Short task
Starting at the line containing "Each instance of the woman" and ending at the end of the material, write those lines out again, substituting "scooter seat" for "motorcycle seat" and leaving everything else unchanged.

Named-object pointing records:
>>

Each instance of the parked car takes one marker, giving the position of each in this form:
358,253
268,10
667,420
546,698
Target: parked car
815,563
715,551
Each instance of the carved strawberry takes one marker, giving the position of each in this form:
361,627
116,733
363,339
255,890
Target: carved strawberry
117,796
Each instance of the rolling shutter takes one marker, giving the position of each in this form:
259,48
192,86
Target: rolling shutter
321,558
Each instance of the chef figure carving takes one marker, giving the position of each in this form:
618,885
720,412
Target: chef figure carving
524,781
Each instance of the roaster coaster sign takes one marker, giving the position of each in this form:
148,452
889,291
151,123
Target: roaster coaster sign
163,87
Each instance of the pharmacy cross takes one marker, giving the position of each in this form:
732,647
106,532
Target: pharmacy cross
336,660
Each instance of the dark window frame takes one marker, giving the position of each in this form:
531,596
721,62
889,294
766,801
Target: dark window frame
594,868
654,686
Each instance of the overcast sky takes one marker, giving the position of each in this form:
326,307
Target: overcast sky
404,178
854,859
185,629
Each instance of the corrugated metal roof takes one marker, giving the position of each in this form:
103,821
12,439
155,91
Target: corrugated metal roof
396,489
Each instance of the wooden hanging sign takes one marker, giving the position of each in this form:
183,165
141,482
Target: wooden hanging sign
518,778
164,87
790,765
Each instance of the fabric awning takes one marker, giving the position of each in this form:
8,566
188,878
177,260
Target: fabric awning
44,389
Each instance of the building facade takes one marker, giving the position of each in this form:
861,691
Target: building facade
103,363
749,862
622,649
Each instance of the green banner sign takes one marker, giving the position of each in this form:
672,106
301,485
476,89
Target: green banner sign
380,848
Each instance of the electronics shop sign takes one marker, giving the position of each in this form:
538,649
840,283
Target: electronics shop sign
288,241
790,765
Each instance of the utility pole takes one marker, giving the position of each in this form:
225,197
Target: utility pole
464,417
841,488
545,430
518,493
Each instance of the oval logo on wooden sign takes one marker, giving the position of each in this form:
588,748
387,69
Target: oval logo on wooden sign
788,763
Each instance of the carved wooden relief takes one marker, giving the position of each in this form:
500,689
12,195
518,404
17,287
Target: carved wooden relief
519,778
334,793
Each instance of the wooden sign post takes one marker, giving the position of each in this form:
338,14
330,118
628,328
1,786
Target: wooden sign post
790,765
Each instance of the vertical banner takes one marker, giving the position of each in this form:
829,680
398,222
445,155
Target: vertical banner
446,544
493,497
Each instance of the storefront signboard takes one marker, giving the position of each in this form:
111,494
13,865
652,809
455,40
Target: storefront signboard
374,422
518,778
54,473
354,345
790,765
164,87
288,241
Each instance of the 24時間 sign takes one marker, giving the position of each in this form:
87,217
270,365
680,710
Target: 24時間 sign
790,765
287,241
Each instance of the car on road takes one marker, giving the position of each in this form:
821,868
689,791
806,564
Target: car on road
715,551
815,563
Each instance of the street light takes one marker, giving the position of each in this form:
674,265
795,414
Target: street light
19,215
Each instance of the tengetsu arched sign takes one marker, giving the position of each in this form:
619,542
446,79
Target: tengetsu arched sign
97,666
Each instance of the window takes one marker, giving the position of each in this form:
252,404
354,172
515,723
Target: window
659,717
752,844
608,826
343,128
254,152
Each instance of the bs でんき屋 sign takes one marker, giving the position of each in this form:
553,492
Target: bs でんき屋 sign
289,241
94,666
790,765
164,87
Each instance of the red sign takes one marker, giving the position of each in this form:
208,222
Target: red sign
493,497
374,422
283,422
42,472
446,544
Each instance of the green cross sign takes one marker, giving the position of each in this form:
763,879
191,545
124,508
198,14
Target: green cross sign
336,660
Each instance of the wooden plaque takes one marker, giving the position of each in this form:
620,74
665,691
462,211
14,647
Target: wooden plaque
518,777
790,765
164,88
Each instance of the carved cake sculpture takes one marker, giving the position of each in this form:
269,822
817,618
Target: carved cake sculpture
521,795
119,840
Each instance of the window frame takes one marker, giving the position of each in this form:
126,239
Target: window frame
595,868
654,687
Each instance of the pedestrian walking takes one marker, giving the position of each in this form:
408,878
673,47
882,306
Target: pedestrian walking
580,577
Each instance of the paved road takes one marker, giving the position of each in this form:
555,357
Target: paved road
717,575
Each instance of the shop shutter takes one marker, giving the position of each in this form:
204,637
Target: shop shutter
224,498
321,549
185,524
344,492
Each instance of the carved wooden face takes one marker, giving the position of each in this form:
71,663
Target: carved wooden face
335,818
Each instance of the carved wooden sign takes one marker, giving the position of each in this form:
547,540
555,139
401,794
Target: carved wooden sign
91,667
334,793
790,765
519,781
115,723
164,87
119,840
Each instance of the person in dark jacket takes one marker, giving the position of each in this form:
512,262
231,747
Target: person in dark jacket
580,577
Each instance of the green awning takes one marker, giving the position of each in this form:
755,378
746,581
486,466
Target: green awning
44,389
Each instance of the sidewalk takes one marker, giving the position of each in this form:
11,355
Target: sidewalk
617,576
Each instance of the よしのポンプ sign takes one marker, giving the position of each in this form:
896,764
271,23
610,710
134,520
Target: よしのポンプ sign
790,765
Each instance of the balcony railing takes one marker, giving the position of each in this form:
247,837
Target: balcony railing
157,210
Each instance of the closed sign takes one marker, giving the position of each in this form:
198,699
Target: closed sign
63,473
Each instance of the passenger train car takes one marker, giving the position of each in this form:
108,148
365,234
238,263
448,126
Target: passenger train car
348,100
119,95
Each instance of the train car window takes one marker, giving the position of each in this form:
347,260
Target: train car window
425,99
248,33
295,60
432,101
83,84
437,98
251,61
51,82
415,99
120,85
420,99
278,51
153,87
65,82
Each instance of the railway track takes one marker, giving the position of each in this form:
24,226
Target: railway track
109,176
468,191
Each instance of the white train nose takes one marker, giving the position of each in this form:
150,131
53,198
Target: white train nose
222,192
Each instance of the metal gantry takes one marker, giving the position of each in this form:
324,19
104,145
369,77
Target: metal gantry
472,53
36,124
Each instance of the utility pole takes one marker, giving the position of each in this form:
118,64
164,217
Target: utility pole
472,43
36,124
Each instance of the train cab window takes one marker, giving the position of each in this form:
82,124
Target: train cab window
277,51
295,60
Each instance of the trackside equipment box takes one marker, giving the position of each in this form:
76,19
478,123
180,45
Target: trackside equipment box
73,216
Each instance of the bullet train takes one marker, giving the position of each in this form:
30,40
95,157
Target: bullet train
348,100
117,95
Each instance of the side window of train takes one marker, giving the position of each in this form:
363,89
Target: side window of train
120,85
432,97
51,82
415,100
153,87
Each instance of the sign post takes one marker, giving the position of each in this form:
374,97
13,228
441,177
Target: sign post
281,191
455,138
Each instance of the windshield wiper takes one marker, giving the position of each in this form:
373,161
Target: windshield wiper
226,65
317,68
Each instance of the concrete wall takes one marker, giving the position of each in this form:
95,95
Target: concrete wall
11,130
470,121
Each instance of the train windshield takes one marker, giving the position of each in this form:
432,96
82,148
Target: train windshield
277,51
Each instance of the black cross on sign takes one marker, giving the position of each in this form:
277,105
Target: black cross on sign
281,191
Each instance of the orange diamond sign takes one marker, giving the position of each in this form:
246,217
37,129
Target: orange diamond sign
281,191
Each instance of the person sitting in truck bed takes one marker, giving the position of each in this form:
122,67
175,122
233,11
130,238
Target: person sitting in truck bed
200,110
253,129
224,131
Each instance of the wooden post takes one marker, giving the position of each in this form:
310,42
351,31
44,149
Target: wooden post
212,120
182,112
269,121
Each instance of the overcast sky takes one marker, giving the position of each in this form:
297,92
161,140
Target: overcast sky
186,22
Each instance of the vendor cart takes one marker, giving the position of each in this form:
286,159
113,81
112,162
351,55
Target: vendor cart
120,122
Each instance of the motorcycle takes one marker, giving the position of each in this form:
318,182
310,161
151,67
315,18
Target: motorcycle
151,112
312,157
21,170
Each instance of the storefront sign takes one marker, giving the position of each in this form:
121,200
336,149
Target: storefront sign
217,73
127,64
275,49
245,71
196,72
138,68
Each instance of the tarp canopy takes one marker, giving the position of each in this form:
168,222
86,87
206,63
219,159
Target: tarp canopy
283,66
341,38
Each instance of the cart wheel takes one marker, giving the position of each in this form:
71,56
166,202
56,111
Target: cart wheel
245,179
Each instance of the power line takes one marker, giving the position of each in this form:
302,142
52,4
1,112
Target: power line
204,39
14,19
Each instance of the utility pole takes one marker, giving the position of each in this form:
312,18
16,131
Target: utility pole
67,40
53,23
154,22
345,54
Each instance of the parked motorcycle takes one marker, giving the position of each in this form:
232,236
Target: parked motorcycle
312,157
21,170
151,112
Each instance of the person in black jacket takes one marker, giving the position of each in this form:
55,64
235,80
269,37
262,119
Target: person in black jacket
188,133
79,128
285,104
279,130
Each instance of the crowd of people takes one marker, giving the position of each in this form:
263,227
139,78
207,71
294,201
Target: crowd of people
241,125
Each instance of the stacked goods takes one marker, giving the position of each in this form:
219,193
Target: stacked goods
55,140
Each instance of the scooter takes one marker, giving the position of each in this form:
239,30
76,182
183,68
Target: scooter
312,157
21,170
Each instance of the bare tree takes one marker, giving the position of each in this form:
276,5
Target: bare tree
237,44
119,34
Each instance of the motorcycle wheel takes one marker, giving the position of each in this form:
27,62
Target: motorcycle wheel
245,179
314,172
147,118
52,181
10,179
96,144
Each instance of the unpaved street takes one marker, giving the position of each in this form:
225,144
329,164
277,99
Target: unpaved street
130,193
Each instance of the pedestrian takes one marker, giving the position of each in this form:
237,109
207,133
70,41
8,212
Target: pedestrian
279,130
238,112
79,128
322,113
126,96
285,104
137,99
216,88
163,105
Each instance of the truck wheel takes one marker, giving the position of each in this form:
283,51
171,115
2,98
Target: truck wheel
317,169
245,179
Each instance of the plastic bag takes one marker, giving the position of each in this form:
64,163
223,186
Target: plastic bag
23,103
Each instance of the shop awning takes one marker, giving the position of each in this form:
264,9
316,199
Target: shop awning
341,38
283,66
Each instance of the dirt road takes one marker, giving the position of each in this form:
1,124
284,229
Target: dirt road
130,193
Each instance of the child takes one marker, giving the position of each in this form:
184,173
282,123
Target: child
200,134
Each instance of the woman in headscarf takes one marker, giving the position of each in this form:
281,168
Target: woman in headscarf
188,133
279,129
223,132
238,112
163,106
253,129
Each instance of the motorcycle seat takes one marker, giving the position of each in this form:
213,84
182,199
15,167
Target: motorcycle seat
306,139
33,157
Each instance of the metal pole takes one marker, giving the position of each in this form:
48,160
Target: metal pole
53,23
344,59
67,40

<<

Complete output
Each instance of the woman in headscarf takes one marker, giving the position of each in this form:
281,168
Target: woman in headscarf
188,133
279,129
223,132
238,112
163,106
253,129
Each instance of the scooter seat takes one marker, giving the position of each in this form:
213,84
182,199
15,167
Target: scooter seat
306,139
33,157
Each instance of the metal pole takes one marker, giving the position of each in this form:
48,160
Target: metal pole
53,23
344,59
67,40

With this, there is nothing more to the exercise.